Source document:
● ● ● ● ●

Common Name: Japanese honeysuckle
Type: Vine
Family: Caprifoliaceae
Zone: 4 to 9
Height: 15.00 to 20.00 feet
Spread: 3.00 to 6.00 feet
Bloom Time: May to frost
Bloom Description: White aging to pale yellow
Sun: Full sun to part shade
Water: Dry to medium
Maintenance: Medium
Flower: Showy, Fragrant
Leaf: Colorful
Attracts: Birds, Hummingbirds, Butterflies
Fruit: Showy
Tolerate: Deer, Drought, Black Walnut
Culture
Easily grown in average, dry to medium, well-drained soil in full sun to part shade. Tolerates drought. Decreased flowering occurs as amount of shade increases. Adapts to wide range of soils. Prefers moist, loamy soils. When used as a ground cover, 2-3 plants per square yard should be sufficient, and plants may be cut back hard (i.e., sheared close to the ground with an elevated lawn mower) in late winter to control growth and to remove dead undergrowth.
Best foliage color (golden veins) in full sun.
Noteworthy Characteristics
Lonicera japonica is a vigorous, deciduous, twining vine which typically grows 15-30'. Extremely fragrant, slender, tubular, two-lipped, pure white flowers age to light yellow. Flowers appear from May to frost and give way to black berries which mature in late summer to fall. Attractive oval, dark green foliage. Perhaps the most popular of the honeysuckles that are used as ground covers.

● ● ● ● ●

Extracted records

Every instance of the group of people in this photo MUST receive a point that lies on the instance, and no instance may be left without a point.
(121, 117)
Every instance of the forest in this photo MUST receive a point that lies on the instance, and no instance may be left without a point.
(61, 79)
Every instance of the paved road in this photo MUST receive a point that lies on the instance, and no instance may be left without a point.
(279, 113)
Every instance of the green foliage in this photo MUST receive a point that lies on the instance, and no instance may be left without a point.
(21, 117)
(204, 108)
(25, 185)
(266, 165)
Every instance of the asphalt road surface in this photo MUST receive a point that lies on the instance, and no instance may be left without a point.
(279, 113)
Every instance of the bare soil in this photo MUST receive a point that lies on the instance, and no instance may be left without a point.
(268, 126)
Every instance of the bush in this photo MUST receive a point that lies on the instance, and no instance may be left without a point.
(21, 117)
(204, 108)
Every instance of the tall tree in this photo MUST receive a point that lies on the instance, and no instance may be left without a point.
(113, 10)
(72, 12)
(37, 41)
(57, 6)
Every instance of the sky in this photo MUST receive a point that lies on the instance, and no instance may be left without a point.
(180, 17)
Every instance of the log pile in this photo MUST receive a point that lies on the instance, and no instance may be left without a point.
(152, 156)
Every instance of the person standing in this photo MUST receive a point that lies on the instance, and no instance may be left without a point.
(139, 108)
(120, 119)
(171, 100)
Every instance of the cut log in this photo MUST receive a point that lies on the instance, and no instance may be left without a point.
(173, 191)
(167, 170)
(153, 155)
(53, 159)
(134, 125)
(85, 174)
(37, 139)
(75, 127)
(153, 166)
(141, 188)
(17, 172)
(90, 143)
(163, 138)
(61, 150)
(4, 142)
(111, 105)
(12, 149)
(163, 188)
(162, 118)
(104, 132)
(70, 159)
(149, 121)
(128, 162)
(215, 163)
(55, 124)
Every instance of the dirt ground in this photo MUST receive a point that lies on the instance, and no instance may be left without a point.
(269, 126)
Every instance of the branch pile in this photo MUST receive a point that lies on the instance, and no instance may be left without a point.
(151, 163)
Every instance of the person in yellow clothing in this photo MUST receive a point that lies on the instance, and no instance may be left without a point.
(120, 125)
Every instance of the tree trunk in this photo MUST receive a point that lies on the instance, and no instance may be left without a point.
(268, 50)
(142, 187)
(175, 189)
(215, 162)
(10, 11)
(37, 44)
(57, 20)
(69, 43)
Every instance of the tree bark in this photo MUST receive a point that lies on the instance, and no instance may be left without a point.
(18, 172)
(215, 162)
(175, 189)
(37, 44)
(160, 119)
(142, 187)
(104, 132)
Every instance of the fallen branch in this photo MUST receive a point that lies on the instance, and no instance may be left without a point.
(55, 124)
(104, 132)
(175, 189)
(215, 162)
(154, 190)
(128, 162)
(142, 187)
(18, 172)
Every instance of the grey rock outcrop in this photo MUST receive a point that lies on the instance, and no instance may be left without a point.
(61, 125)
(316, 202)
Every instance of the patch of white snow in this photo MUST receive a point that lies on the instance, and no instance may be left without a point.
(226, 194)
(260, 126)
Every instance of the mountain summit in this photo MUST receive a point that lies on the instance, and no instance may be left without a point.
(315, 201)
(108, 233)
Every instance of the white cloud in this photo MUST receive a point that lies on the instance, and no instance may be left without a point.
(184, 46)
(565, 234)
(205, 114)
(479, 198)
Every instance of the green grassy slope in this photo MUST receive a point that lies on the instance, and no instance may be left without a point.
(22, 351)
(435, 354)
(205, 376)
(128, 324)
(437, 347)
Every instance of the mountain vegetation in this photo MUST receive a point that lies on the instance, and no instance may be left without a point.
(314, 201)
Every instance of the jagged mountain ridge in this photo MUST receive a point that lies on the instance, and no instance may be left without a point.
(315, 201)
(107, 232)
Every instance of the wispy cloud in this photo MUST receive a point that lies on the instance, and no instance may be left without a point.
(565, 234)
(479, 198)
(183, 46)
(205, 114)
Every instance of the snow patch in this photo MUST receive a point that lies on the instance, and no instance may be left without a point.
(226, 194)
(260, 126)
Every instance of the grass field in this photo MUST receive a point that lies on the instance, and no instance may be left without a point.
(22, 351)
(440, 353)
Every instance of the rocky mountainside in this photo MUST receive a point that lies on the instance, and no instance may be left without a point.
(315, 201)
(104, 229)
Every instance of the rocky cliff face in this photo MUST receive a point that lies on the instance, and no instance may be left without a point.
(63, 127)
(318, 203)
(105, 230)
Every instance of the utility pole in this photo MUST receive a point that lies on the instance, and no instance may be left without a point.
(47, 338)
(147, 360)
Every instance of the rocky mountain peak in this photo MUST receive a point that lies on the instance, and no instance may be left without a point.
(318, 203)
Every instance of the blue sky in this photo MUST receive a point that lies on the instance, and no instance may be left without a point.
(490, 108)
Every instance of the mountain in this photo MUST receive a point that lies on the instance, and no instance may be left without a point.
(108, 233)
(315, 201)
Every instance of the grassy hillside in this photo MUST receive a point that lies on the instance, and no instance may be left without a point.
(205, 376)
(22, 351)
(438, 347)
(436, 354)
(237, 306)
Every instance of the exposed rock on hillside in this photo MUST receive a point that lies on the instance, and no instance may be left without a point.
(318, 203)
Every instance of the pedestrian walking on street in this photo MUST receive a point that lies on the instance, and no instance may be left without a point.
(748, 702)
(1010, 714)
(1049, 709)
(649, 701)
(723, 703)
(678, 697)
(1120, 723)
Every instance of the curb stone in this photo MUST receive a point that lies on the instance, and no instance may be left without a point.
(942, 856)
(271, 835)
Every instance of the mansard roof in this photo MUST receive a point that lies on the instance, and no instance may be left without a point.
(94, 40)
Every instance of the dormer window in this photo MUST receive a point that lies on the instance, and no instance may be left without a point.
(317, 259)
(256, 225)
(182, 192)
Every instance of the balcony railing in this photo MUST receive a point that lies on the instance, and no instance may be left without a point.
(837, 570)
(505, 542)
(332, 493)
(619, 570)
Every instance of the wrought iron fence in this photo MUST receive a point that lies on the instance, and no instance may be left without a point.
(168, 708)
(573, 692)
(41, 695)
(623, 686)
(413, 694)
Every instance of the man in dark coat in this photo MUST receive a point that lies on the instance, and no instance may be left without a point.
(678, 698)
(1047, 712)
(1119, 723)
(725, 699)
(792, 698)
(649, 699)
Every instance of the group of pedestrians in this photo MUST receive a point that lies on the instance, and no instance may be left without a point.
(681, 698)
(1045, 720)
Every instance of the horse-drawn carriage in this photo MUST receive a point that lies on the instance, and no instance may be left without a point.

● ● ● ● ●

Problems and tasks:
• A. Reproduce the stretch of the Japanese honeysuckle profile from "Noteworthy Characteristics" through "as ground covers.".
• B. In the Japanese honeysuckle profile, how many plants per square yard should be sufficient when the vine is used as a ground cover?
• C. Write the next part of the Japanese honeysuckle profile, starting after its final sentence.

Answers below:
• A.
Noteworthy Characteristics
Lonicera japonica is a vigorous, deciduous, twining vine which typically grows 15-30'. Extremely fragrant, slender, tubular, two-lipped, pure white flowers age to light yellow. Flowers appear from May to frost and give way to black berries which mature in late summer to fall. Attractive oval, dark green foliage. Perhaps the most popular of the honeysuckles that are used as ground covers.

• B. 2-3 plants per square yard

• C.
Genus name honors Adam Lonitzer (1528-1586), German botanist, the author of an herbal (Kreuterbuch) many times reprinted between 1557 and 1783.
Specific epithet means of Japan.
'Aureoreticulata', sometimes commonly called goldnet honeysuckle. is noted for its unusual golden reticulated oval leaves (to 3" long) that are green with gold netting.
Problems
No serious insect or disease problems. This vine can be quite invasive, and can rapidly cover and literally suffocate shrubs or small trees if allowed to climb on them.
Uses
Not recommended. It is a dreadful weed.